**DATA**
<<<<
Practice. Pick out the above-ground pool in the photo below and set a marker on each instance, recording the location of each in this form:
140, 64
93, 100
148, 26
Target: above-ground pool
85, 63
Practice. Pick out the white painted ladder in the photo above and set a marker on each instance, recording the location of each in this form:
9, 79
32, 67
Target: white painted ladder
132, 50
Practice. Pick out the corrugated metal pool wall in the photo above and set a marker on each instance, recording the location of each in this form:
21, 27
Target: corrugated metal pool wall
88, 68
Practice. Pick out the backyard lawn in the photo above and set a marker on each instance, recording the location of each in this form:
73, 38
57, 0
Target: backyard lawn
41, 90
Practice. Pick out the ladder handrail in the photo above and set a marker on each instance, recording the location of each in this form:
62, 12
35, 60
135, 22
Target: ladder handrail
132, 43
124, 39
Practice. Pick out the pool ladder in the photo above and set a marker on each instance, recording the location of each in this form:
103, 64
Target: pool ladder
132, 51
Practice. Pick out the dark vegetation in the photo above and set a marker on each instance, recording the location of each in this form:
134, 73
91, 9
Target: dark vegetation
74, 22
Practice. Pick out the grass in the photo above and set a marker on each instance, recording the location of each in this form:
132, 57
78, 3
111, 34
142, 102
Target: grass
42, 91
>>>>
<<<<
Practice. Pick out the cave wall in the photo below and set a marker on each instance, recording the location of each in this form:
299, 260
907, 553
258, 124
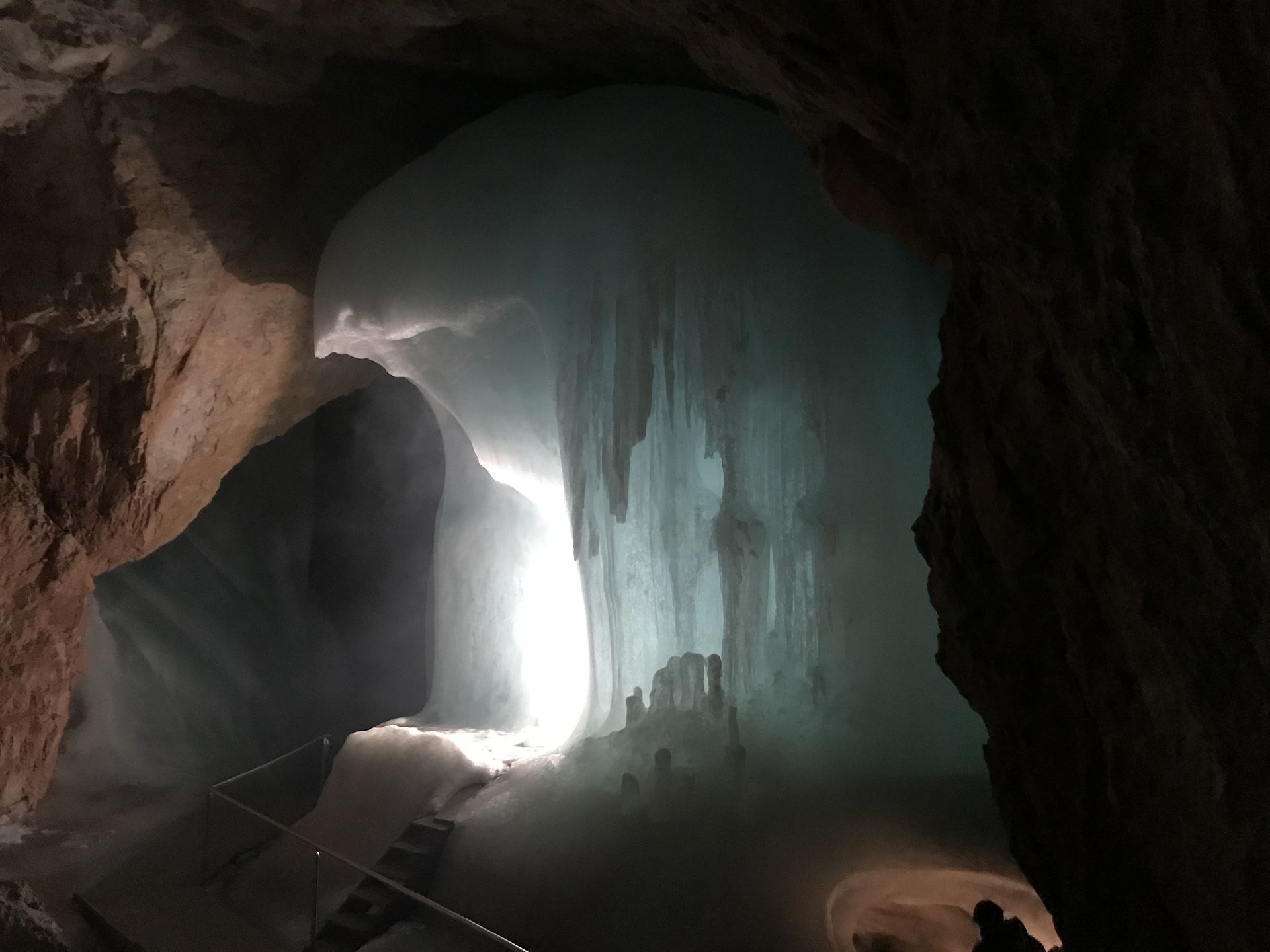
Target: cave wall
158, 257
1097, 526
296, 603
>>>>
Tally the lines in the material above that contain "below". Respond with the number and nothing else.

2